[Requirement] Rewrite the rows from the line with "For every <instance>" up to and including the line with "positive clicks: (350, 285)", swapping "rough mask" for "coarse mask" and keeping everything else the same.

**** Records to use

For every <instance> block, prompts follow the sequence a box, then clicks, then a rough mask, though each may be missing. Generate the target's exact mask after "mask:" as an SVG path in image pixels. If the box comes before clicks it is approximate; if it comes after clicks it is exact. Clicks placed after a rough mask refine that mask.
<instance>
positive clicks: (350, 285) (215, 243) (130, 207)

********
**** Records to use

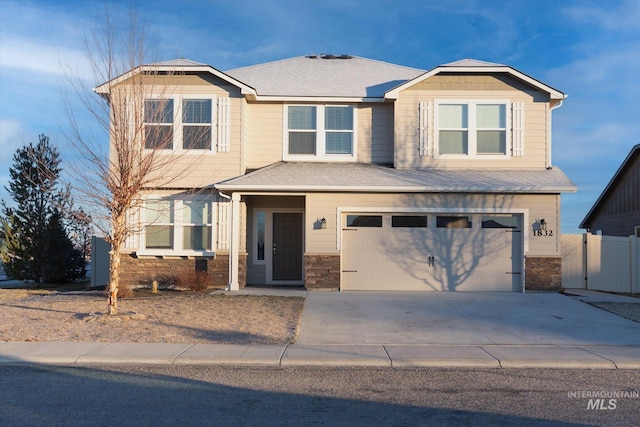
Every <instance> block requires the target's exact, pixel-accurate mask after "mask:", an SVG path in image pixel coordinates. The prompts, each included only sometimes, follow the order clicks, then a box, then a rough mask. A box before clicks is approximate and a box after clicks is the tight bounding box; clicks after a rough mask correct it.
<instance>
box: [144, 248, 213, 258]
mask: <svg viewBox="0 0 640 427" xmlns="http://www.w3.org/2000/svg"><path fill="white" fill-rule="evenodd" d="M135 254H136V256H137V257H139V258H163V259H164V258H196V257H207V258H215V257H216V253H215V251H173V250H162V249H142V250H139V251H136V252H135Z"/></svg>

********
**** Records to use

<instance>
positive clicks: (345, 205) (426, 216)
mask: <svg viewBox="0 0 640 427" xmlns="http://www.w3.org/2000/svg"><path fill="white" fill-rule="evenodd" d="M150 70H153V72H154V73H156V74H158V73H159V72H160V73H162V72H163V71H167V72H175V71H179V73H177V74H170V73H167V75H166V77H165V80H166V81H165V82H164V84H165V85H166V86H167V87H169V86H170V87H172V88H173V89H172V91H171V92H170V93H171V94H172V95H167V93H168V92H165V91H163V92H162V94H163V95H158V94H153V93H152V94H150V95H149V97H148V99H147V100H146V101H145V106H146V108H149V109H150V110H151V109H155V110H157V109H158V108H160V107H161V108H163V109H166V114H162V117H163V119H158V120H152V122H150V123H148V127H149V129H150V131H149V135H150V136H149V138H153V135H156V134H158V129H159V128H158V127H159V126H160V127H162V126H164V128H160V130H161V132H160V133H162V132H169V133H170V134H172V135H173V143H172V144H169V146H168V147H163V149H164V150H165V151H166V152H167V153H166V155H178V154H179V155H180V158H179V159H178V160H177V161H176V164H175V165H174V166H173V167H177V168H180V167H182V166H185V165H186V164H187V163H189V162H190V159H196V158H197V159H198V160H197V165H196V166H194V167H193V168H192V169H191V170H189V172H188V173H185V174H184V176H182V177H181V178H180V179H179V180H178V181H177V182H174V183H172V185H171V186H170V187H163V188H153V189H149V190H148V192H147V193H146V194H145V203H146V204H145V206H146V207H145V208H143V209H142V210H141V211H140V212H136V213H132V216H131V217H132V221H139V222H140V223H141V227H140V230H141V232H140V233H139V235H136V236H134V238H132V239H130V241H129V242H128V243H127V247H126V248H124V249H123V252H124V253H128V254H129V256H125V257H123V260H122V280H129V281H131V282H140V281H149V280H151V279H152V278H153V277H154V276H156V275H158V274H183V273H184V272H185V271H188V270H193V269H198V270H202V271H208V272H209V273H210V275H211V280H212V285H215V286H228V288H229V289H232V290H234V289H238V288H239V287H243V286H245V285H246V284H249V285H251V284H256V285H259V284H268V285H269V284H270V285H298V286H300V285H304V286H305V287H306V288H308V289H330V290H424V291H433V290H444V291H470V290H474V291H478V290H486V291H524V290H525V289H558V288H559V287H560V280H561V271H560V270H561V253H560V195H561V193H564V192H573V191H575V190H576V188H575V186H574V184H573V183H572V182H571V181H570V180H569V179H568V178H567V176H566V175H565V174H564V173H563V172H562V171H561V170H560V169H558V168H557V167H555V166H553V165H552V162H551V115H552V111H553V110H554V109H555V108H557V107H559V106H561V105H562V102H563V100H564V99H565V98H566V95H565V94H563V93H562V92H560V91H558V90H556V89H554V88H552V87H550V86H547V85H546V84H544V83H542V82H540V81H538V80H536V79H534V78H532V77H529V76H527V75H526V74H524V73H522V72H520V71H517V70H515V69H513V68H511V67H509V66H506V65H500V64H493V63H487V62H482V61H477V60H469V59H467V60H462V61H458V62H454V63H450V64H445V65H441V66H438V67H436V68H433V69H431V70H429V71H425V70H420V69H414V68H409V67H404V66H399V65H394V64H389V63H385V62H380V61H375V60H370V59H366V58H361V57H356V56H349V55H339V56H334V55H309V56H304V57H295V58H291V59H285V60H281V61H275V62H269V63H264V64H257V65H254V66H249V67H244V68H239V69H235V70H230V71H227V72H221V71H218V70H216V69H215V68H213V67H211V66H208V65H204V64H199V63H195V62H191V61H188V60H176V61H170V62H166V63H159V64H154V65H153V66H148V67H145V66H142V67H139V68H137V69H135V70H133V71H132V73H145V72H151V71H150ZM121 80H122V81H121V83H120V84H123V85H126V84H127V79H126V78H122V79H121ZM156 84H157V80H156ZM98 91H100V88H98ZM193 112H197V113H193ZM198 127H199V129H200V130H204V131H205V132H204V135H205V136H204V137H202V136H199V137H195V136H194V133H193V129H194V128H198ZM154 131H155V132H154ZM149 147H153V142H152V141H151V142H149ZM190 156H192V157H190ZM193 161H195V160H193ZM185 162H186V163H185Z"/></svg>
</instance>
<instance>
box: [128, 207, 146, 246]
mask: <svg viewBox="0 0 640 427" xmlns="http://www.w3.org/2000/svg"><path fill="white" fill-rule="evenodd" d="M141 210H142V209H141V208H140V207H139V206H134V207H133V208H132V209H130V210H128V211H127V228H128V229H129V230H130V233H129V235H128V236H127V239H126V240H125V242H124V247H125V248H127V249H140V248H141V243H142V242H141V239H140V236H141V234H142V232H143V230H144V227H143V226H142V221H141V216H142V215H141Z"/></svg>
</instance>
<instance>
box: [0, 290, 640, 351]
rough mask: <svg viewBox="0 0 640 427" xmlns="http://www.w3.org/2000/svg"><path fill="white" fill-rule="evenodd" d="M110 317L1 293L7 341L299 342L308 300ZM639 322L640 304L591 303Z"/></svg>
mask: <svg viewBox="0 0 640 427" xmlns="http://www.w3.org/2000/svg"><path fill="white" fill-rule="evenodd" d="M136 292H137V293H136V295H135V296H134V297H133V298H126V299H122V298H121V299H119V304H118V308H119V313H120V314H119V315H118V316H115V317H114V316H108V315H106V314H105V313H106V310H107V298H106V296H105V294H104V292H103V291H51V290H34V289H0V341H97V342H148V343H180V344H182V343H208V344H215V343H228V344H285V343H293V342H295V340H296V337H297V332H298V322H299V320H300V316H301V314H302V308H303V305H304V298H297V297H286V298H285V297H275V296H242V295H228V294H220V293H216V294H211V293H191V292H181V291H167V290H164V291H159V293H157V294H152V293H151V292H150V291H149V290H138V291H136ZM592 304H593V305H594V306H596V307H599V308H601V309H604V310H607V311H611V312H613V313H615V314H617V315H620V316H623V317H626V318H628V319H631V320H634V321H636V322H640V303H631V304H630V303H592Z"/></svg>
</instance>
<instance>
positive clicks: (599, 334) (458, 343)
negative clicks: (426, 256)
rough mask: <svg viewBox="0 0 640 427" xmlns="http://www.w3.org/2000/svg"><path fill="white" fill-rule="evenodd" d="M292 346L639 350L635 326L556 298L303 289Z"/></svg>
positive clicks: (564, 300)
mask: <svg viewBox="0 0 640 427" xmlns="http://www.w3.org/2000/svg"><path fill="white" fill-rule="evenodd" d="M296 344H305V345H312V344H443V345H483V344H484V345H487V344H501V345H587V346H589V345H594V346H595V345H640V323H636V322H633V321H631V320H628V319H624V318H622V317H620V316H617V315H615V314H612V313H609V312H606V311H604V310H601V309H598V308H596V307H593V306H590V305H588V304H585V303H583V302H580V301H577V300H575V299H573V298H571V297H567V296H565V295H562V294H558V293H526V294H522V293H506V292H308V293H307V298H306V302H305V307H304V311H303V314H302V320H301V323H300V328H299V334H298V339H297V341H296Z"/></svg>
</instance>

********

[The answer]
For every <instance> block, prompts follow the sequence a box, then clicks, then a coarse mask, though each may be missing. Generate the target's exact mask after "mask:" as an SVG path in image pixels. If the box comes before clicks it is approximate; if it comes after clicks it is exact. Clicks placed after a coarse mask refine that mask.
<instance>
positive clicks: (350, 285) (215, 243) (130, 207)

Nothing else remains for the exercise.